- Aufgabe:
Führe den Text über Anja Gmeinwiesers „Jetzt Fritzi“ nach seinem letzten Satz weiter.

___ Textabschnitt

Selbstbestimmtes Sterben – ein Thema, das gleich mehrere Finalist:innen beschäftigt. Auch Anja Gmeinwieser schaut in einer eindrucksvollen Szene auf Rituale um Abschied und Freitod.
Es ist ein skurriles Szenerie, in die uns Anja Gmeinwieser entführt: In Jetzt Fritzi hat sich eine kleine Gemeinschaft in einem malerischen Ort am Fluss versammelt, um Abschied von Fritzi zu nehmen. Gleich zu Beginn wird klar: Die Ich-Erzählerin ist mit sich selbst und ihrem eigenen Schmerz über den Verlust von Fritzi beschäftigt.

______
___ Ausgewählte Datensätze

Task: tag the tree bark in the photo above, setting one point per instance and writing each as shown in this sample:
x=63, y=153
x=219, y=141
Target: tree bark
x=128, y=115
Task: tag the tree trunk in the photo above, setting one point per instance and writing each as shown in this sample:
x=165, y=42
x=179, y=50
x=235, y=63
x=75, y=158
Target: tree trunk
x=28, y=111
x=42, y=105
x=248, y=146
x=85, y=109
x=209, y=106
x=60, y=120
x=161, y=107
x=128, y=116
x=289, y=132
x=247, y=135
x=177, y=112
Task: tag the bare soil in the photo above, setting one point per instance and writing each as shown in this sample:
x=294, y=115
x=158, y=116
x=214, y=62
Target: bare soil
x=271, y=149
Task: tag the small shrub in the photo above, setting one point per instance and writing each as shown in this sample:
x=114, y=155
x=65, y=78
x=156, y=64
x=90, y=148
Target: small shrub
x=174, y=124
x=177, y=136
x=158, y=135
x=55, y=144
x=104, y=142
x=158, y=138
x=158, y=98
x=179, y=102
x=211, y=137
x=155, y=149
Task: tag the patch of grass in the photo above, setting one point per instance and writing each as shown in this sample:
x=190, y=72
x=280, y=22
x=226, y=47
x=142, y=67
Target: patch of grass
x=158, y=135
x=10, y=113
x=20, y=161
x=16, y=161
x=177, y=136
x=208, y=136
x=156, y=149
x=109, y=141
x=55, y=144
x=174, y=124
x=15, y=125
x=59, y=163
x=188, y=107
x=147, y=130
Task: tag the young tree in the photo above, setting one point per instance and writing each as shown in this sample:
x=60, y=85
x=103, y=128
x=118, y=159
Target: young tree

______

- Antwort:
Ritualisierte Räume bestimmen den Text. Es gibt eine Doula (ein altes Wort für Hebamme), die hier die Funktion als Begleiterin in den Tod hat. Sie hängt Windspiele in die Bäume und unterstützt Fritzi, die selbstgewählt in einer kleinen Gruppe von rund zwanzig Vertrauten aus dem Leben treten wird. Eine Ärztin in weißem Kittel gibt ihr dafür eine Flüssigkeit, anschließend wird sie auf ein Stand-Up-Paddle treten und dem Lauf des Flusses folgen, bis die Farben intensiver werden und sie das Bewusstsein verliert. Die Erde des Flussufers ist bereits platt getreten, alle sind farbenfroh gekleidet: Es sind die offiziellen Sterberituale, die hier eine neue Realität und andere Sichtweise auf den Tod zeichnen.
Die Doula, die sicher die Klangkörper aufgehängt hatte, die, wie sie immer sagen, »den Raum hielt«, sprach mit feierlichen Gesten Worte, die ich mir mit meinem Geschrei unverständlich machte. Sie nahm Fritzis Hand, sie gab dem Moment Größe, ihr ganzes Wesen widmete sie dem Moment, Fritzis Moment.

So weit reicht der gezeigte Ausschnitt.